--- Start of DATA RECORDS ---

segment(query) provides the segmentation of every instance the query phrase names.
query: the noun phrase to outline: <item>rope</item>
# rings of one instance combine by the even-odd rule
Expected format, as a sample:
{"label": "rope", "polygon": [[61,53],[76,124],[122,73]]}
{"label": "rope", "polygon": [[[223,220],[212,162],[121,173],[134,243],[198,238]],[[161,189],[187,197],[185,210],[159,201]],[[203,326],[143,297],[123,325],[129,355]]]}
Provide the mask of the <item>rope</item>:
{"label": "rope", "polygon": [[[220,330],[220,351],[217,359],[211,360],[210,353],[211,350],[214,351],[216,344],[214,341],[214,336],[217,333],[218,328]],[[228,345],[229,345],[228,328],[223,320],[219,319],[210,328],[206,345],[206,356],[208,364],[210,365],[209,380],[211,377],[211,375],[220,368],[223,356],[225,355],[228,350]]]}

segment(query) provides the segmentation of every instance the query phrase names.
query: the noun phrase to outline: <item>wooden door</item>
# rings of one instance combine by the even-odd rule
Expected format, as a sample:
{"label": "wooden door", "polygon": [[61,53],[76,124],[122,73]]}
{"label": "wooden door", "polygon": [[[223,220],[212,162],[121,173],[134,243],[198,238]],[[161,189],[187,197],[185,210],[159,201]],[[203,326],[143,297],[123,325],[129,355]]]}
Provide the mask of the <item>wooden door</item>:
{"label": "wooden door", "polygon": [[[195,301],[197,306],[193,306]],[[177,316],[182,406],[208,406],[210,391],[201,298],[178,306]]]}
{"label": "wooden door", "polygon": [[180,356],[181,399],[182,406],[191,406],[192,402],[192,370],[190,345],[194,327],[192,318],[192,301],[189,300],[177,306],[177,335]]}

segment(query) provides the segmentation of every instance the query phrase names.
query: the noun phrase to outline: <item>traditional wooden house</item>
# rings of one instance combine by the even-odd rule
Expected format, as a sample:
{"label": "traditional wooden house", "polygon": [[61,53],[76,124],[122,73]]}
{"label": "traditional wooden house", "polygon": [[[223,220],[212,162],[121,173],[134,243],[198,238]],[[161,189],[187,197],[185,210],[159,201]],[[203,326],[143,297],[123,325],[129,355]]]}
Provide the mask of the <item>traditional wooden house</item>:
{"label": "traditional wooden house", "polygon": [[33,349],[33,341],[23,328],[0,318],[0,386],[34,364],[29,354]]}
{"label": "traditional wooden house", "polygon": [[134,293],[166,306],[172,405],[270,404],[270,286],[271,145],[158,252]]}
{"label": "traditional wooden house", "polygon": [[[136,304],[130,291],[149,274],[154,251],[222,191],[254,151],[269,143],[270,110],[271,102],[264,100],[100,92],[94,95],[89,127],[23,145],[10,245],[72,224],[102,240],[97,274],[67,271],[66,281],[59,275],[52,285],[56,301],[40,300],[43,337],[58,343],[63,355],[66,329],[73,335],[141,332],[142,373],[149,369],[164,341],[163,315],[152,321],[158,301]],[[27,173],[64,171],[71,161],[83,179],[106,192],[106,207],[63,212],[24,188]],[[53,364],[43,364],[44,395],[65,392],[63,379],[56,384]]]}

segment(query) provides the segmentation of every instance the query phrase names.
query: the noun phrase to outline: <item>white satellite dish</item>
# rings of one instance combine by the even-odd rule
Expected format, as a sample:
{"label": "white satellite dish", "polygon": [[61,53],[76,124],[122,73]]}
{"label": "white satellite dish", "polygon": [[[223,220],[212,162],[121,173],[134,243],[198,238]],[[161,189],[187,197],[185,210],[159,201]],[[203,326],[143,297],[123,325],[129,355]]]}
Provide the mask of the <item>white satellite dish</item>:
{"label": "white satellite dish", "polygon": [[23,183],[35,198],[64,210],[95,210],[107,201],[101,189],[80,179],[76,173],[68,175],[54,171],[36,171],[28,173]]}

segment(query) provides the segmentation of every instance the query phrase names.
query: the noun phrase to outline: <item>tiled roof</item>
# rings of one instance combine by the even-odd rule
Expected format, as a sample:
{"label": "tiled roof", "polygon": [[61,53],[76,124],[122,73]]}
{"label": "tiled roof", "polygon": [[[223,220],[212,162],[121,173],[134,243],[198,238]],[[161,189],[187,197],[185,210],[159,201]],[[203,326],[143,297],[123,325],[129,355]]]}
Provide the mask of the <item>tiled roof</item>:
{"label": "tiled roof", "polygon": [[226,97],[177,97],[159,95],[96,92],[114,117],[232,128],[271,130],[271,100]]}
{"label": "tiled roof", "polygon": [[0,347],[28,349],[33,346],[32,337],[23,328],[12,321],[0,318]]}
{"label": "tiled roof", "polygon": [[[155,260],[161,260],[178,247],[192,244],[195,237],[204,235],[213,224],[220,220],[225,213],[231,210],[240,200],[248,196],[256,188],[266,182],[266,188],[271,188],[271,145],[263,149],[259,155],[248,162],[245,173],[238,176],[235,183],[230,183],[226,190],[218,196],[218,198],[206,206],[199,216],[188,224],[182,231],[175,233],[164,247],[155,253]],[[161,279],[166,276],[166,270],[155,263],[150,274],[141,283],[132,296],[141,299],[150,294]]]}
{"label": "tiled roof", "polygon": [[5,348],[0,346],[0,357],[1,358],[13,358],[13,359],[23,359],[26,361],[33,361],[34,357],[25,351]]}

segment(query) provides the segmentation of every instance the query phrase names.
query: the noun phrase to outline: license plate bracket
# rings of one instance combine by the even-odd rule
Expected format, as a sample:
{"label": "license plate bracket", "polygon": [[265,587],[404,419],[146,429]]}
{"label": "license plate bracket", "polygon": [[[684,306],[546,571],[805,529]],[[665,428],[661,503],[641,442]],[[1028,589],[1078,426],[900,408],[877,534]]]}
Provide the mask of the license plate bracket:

--- End of DATA RECORDS ---

--- WHAT NEEDS TO BE DONE ---
Collect every line from the rows above that contains the string "outline". Case counts, so match it exactly.

--- RESULT OF THIS EXERCISE ---
query: the noun phrase to outline: <item>rope</item>
query: the noun phrase to outline: <item>wooden door</item>
query: the noun phrase to outline: <item>traditional wooden house</item>
query: the noun phrase to outline: <item>white satellite dish</item>
query: the noun phrase to outline: <item>tiled roof</item>
query: the noun phrase to outline: license plate bracket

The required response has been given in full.